What the task requires: Gather every line below that contains the string "vase" and copy each one out in full.

#### Dataset excerpts

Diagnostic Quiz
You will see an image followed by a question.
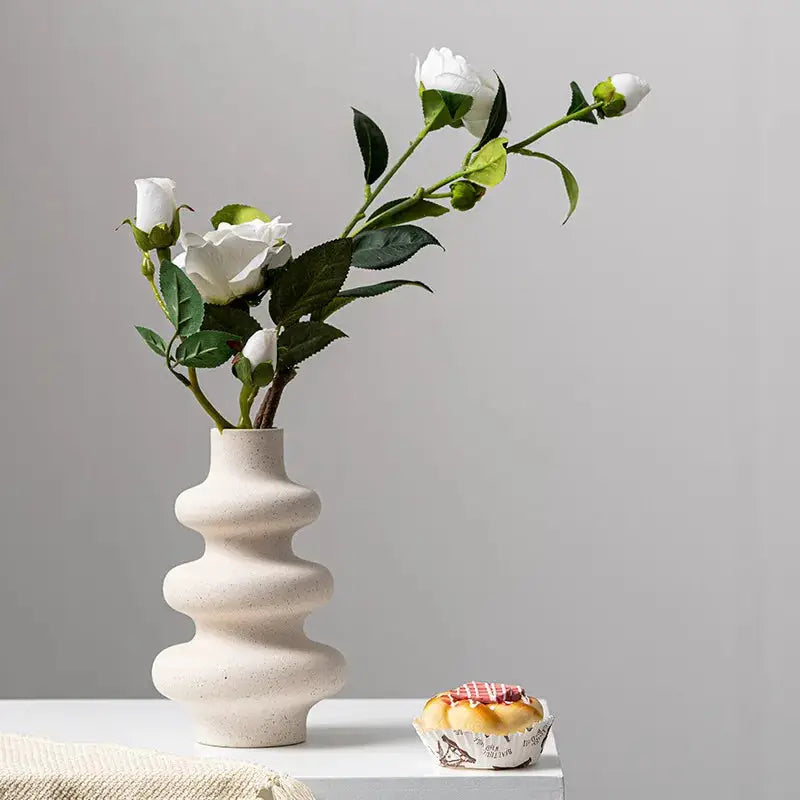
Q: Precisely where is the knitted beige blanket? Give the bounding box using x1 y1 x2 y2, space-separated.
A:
0 733 314 800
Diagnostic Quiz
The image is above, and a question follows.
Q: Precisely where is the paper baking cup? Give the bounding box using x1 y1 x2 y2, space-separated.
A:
414 716 553 769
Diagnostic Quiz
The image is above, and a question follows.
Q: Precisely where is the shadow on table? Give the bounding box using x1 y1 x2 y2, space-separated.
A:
307 725 414 747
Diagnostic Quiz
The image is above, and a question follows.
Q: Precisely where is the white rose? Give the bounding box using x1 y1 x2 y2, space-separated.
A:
416 47 498 139
173 217 292 305
592 72 650 117
242 328 278 369
134 178 178 234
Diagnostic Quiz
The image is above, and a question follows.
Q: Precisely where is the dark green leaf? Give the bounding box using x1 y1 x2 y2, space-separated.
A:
466 139 508 186
233 355 253 385
475 72 508 150
136 325 167 356
158 260 203 336
175 331 233 368
361 197 450 232
353 108 389 184
269 239 353 325
314 280 433 320
211 203 269 228
278 321 347 370
517 148 578 225
311 295 356 322
422 89 472 131
567 81 597 125
354 225 441 272
203 303 261 342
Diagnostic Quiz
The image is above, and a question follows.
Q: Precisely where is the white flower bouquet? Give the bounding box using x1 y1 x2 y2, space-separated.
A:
119 47 650 430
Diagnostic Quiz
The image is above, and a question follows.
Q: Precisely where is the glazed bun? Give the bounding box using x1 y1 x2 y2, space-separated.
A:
418 681 544 735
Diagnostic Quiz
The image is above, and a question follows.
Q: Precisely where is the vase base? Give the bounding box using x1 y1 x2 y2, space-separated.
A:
195 711 308 749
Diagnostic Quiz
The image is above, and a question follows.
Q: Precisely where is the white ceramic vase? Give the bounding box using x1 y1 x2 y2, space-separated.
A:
153 429 345 747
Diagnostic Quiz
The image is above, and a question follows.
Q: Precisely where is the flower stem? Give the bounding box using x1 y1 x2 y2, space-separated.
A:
147 275 169 319
339 123 433 239
353 170 467 236
506 103 603 153
255 366 297 428
188 367 234 433
238 383 258 429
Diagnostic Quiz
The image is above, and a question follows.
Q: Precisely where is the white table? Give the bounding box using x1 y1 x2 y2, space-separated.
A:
0 699 564 800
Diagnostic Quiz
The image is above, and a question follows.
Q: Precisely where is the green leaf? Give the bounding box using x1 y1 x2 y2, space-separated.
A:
354 225 441 272
567 81 597 125
269 239 353 325
117 219 153 253
253 361 275 389
337 280 433 299
421 89 472 131
278 320 347 370
175 331 238 368
203 303 261 342
158 260 203 336
466 139 508 186
517 148 578 225
233 354 253 386
311 295 356 322
211 203 269 228
353 108 389 184
136 325 167 357
475 72 508 150
313 280 433 321
361 197 450 233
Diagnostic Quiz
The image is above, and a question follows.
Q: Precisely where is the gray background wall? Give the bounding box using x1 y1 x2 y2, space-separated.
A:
0 0 800 800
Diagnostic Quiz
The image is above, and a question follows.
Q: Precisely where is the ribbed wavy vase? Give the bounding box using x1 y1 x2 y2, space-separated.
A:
153 429 345 747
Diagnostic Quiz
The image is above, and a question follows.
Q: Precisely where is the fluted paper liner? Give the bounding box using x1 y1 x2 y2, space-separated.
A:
414 715 553 769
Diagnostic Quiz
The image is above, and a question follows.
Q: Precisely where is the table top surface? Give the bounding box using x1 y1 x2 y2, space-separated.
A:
0 699 563 800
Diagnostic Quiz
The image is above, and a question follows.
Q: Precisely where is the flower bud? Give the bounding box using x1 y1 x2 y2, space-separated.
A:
125 178 188 253
592 72 650 117
450 181 486 211
414 47 499 139
242 328 278 370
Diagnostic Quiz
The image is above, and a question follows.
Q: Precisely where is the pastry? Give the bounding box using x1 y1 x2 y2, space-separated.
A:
414 681 553 769
419 681 544 735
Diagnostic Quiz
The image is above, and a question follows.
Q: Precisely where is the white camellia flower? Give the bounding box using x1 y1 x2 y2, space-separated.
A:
592 72 650 117
242 328 278 369
173 217 292 305
134 178 178 233
416 47 498 139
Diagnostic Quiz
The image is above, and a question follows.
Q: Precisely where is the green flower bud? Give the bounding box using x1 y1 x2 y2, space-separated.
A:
450 181 486 211
117 219 153 253
592 72 650 117
592 78 625 117
142 253 156 280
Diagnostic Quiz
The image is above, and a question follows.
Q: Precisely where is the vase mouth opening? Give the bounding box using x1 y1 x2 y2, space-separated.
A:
210 428 283 436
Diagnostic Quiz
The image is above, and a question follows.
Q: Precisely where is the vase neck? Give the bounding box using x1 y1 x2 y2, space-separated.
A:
209 428 286 478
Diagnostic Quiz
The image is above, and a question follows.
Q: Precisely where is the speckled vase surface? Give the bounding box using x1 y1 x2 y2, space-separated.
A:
153 429 345 747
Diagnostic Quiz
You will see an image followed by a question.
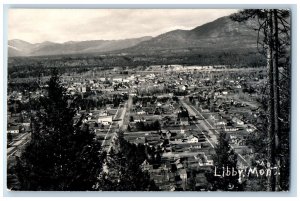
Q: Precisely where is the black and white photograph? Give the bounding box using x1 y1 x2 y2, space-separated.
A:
4 7 296 193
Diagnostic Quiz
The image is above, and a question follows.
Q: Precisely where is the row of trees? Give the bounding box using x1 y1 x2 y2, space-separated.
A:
232 9 291 191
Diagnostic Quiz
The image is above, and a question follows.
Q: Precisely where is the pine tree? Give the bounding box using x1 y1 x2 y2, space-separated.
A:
206 131 243 191
16 69 101 191
231 9 290 191
97 132 159 191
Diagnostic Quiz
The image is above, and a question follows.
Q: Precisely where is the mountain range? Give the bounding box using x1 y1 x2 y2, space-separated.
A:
8 16 256 57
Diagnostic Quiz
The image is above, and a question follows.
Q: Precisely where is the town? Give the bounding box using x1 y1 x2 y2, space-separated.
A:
7 64 267 191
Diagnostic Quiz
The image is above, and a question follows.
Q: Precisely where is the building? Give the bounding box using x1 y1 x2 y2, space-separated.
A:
98 116 113 126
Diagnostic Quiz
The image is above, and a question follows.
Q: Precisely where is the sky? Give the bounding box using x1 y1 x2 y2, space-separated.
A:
8 9 237 43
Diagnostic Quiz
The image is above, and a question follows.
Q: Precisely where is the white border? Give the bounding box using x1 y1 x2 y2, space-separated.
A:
0 0 300 200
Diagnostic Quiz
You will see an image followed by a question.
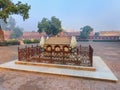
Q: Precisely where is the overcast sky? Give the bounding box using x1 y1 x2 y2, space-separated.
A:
12 0 120 32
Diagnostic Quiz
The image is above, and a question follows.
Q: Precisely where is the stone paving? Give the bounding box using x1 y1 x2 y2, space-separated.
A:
0 42 120 90
0 56 118 82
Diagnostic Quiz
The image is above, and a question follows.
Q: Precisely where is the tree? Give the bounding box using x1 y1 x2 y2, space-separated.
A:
11 27 23 38
80 25 93 39
0 16 16 30
38 16 62 36
95 32 100 36
0 0 30 29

########

Correct response:
Q: Precisely where is the vase base? Give the bounding box using x1 y1 x2 y2, space-separated.
Q: Precisely where is the white ceramic vase? Give the bounding box using x1 y1 x2 y2, space-separated.
Q: Precisely where is the ribbed wavy vase? Give the bounding box using x1 y1 x2 y2, space-separated.
Q: Precisely where is the vase mouth opening? Give the bounding box using x1 y1 x2 y2, space-separated.
Q: Precisely where is the vase neck? Give the bounding box using x1 y1 x2 y2, space-separated.
Q: Precisely where is the speckled vase surface? Give the bounding box using x1 y1 x2 y2, space-separated.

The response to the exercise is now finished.